What the task asks: Transcribe the tail of the listing: start at the line containing "of the cabinet" and stop after the last line, keeping every character as is and adding nothing.

Supplied records:
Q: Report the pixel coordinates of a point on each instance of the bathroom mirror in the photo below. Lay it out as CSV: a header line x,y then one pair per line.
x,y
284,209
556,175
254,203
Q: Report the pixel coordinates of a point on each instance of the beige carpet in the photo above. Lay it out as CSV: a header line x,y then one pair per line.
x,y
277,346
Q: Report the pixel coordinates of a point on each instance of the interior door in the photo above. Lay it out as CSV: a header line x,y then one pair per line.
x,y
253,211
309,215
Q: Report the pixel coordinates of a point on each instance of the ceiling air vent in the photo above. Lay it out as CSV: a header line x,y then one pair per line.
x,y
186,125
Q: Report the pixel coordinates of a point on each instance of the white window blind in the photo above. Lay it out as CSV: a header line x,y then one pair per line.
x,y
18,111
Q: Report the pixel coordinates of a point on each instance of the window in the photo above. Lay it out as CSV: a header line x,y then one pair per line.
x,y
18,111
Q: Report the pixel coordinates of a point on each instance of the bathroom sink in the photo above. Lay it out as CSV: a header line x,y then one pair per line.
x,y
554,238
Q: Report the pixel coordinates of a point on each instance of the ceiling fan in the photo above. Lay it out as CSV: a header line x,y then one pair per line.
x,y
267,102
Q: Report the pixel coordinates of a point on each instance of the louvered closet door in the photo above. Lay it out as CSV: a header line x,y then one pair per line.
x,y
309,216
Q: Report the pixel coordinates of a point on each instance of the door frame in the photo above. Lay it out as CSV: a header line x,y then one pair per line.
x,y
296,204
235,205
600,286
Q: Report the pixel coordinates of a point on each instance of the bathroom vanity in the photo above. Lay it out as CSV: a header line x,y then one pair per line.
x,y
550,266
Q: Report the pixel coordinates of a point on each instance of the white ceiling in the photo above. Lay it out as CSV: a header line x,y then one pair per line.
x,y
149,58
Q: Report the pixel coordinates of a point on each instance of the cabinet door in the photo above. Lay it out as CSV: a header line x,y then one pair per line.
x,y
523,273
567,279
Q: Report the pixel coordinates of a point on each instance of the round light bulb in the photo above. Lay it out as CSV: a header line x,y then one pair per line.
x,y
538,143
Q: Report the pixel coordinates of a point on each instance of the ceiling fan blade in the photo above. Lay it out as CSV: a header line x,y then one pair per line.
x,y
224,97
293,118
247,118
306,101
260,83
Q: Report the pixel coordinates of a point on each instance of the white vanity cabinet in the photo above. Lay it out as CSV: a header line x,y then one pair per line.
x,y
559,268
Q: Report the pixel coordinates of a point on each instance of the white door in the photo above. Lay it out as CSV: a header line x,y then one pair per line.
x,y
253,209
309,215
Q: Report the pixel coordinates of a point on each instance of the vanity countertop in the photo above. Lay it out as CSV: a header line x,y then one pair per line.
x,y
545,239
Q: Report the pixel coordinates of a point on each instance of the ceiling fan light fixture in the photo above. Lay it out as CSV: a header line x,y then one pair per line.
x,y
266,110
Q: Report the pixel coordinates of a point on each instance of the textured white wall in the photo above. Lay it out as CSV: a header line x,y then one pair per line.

Result of this exercise:
Q: Report the pixel coordinates of a point on each instance of the cabinet door in the photo above. Lay it out as CSV: a header line x,y then one pair per line.
x,y
523,273
567,279
Q: Report the pixel coordinates of a point on each instance of the round light bulb in the photo above. Lay it out as CSV: a header line x,y then one pair per line.
x,y
538,143
Q: Report the pixel coordinates of a point on each instance of the ceiling fan blade in the photo above. Lay it out as CSV: a header line x,y then one pair per line.
x,y
224,97
293,118
247,118
306,101
260,83
Q: Report the pixel coordinates of a point on each instance of the white vanity cabinet in the photo above. Lay it out as CSV: a header line x,y then one pair per line.
x,y
559,268
Q: Report the pixel coordinates of a point on each instance of the white door in the photo above. Lay it out as CSV: a header line x,y then one pair per line.
x,y
253,209
309,215
Q: Report the pixel coordinates of a point on each instance of the vanity countertop in the photo above. Lay it out as CSV: a header line x,y then one pair per line.
x,y
545,239
Q: Report the pixel coordinates of a point on each instance of the ceiling fan light fixture in the photo above. Lay it out as CSV: a header line x,y then one pair per line.
x,y
266,110
Q: Report the pixel coordinates of a point on each instance of the textured white wall in the photo above. Lay it out as CSV: a header line x,y then one pair per line.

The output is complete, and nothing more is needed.